SET OF TASKS –
1. Which Utah Code section citations appear in the Utah arbitration text? List each one as it is given, including any range.
2. Copy out the Utah arbitration text word for word, everything from "The Utah Arbitration Act was" down to "to that act.".

TEXT TO READ –
+ + +

The Utah Arbitration Act was repealed and a new chapter 31a, entitled Utah Uniform Arbitration Act, was enacted in its place effective May 15, 2003. See Utah Code Ann. §§ 78-31a-101 to -131 (2002). Although the provisions of the new act addressing vacation and modification of arbitration awards vary somewhat from those contained in the old act, the language relevant to the current dispute remains identical. Compare id. §§ 78-31a-14(1)(c) 78-31a-15(1)(b) with id. §§ 78-31a-124(1)(d) 78-31a-125(1)(b). Because the resolution of the present dispute is governed by the provisions of the Utah Arbitration Act, all citations are to that act.

¶ 16 In essence, the district court melded these two provisions together, first concluding that the arbitrator exceeded his authority and then modifying the award, a remedy not applicable to situations where an arbitrator has only exceeded granted authority. As noted by the court of appeals, the district court was foreclosed from providing the remedy of modification without first determining whether modification, rather than vacation, was the appropriate remedy under the circumstances. See Wong, 2004 UT App 193 at ¶ 10, 93 P.3d 849; see also Softsolutions, Inc. v. Brigham Young Univ., 2000 UT 46, ¶¶ 17-39, 1 P.3d 1095 (analyzing each claim that an arbitration award should be either vacated or modified by invoking the two relevant statutory provisions and conducting separate analyses under each statute).

¶ 17 Because the district court modified the arbitration award without determining whether the award satisfied the requirements contained in section 78-31a-15, which governs modification of arbitration awards, the court of appeals undertook that analysis to determine whether the district court's modification could nevertheless be affirmed. Wong, 2004 UT App 193 at ¶¶ 13-15, 93 P.3d 849. We conclude that this was an appropriate course of action. Having so concluded, we now turn our analysis to a discussion of whether the court of appeals correctly determined that modification of the arbitration award was the appropriate remedy in this case.

+ + +

RECORDS PROVIDED –
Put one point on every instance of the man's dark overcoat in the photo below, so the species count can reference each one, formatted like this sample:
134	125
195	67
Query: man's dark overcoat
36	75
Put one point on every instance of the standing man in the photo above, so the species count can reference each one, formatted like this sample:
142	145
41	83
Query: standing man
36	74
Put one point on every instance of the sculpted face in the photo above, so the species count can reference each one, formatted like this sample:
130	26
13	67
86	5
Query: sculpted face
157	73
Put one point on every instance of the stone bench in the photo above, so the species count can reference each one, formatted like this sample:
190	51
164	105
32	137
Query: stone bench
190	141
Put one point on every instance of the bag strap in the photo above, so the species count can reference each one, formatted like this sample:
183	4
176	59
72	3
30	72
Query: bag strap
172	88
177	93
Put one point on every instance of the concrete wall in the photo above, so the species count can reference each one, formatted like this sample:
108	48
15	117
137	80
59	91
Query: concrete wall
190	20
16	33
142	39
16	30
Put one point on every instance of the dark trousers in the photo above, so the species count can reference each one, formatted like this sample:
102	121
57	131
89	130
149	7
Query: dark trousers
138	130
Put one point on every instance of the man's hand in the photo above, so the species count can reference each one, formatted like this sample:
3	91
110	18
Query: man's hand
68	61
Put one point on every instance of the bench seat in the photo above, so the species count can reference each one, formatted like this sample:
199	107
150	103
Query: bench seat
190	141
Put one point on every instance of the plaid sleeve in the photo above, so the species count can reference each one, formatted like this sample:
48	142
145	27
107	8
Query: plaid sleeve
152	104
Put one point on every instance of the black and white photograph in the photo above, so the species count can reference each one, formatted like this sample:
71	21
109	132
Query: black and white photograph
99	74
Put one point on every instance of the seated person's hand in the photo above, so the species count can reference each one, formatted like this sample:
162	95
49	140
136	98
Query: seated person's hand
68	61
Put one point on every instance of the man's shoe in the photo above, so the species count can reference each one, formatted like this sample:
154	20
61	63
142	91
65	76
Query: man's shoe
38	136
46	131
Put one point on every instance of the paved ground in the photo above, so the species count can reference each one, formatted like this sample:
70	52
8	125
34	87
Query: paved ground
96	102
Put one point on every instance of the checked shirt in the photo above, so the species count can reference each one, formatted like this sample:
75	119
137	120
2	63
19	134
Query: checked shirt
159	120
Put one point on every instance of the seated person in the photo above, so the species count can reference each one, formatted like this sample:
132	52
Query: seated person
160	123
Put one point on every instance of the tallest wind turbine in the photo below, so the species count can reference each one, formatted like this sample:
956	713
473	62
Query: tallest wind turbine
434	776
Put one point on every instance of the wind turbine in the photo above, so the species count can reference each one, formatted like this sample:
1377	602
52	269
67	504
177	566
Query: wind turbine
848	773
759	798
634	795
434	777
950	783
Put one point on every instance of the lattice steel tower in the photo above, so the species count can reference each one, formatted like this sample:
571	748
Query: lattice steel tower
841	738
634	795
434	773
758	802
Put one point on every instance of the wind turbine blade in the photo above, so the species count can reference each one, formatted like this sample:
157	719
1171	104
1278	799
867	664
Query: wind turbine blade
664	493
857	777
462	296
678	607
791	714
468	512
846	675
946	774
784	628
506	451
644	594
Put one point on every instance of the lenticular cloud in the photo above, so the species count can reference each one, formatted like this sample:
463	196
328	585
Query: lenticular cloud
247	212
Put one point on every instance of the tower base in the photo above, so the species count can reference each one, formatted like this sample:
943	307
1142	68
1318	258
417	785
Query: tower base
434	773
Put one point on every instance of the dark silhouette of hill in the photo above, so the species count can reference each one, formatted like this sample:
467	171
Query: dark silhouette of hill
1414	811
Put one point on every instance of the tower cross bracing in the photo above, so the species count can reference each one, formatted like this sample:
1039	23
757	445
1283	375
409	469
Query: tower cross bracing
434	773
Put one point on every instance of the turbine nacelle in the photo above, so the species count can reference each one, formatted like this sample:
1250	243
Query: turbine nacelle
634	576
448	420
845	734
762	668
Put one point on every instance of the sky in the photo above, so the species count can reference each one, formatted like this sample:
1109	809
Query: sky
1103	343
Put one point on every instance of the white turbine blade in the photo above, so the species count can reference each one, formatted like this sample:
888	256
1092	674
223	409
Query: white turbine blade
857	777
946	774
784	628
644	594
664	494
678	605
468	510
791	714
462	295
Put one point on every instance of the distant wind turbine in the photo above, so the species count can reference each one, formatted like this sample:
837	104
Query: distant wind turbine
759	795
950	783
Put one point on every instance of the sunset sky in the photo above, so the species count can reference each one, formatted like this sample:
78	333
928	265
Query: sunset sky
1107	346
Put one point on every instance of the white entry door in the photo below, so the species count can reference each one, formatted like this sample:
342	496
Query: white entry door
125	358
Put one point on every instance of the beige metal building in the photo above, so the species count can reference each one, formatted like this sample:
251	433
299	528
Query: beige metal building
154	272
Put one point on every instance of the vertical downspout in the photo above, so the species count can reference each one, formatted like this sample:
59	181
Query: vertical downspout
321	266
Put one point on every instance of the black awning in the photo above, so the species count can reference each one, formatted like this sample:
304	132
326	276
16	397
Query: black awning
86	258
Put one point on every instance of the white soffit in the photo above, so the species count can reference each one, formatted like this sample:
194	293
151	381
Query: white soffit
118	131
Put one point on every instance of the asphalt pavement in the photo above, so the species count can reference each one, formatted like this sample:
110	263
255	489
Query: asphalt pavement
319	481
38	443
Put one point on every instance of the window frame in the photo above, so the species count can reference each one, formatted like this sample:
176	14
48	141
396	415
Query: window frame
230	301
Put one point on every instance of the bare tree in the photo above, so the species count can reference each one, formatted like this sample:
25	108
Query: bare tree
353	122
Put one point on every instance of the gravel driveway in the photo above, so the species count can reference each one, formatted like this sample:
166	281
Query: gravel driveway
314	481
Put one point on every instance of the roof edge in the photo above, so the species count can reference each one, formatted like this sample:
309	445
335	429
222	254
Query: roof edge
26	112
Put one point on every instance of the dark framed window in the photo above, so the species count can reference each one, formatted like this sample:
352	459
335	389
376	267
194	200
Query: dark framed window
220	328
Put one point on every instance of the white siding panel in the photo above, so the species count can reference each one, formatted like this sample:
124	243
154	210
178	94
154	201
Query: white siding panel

+ + +

SOLVED TASKS –
1.
- §§ 78-31a-101 to -131
- 78-31a-14(1)(c)
- 78-31a-15(1)(b)
- 78-31a-124(1)(d)
- 78-31a-125(1)(b)
- 78-31a-15

2.
The Utah Arbitration Act was repealed and a new chapter 31a, entitled Utah Uniform Arbitration Act, was enacted in its place effective May 15, 2003. See Utah Code Ann. §§ 78-31a-101 to -131 (2002). Although the provisions of the new act addressing vacation and modification of arbitration awards vary somewhat from those contained in the old act, the language relevant to the current dispute remains identical. Compare id. §§ 78-31a-14(1)(c) 78-31a-15(1)(b) with id. §§ 78-31a-124(1)(d) 78-31a-125(1)(b). Because the resolution of the present dispute is governed by the provisions of the Utah Arbitration Act, all citations are to that act.